** begin EXCERPTED RECORDS **

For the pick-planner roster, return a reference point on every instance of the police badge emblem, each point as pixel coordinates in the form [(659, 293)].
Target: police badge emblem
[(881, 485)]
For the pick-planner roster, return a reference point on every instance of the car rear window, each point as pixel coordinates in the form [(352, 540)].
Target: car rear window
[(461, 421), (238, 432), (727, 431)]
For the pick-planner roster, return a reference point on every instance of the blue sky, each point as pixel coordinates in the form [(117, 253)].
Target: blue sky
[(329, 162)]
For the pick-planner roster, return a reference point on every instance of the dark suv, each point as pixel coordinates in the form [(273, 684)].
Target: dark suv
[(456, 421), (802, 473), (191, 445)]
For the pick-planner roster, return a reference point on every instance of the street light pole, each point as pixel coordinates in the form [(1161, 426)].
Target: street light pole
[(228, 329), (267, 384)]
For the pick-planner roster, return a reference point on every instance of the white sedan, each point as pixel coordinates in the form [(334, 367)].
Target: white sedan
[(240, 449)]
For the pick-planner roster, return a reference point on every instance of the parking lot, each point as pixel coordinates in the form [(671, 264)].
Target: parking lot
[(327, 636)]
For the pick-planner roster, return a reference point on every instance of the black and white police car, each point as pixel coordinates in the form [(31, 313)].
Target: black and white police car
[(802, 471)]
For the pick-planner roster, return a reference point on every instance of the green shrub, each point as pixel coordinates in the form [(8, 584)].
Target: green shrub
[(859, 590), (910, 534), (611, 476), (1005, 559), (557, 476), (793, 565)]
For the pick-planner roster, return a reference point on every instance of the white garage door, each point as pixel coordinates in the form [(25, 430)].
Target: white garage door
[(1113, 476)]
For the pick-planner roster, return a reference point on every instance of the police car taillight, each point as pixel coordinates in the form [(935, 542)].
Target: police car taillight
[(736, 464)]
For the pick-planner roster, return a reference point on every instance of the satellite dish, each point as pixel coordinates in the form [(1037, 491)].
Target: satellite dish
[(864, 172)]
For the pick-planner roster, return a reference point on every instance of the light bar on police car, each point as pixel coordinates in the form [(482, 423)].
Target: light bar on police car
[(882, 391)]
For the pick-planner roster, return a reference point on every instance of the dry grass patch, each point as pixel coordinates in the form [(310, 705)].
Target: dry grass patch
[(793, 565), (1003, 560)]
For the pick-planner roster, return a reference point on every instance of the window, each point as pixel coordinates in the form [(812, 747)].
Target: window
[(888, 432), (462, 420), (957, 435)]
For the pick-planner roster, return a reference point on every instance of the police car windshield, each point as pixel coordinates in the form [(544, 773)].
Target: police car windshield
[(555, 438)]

** end EXCERPTED RECORDS **

Copy out, unchanged, the lines from the one containing "form [(31, 313)]." up to and including the one containing "[(802, 471)]".

→ ANSWER IN FULL
For the pick-planner roster, return a reference point on every instance of the black and white police car, each point as pixel coordinates in the form [(31, 313)].
Target: black and white police car
[(802, 471)]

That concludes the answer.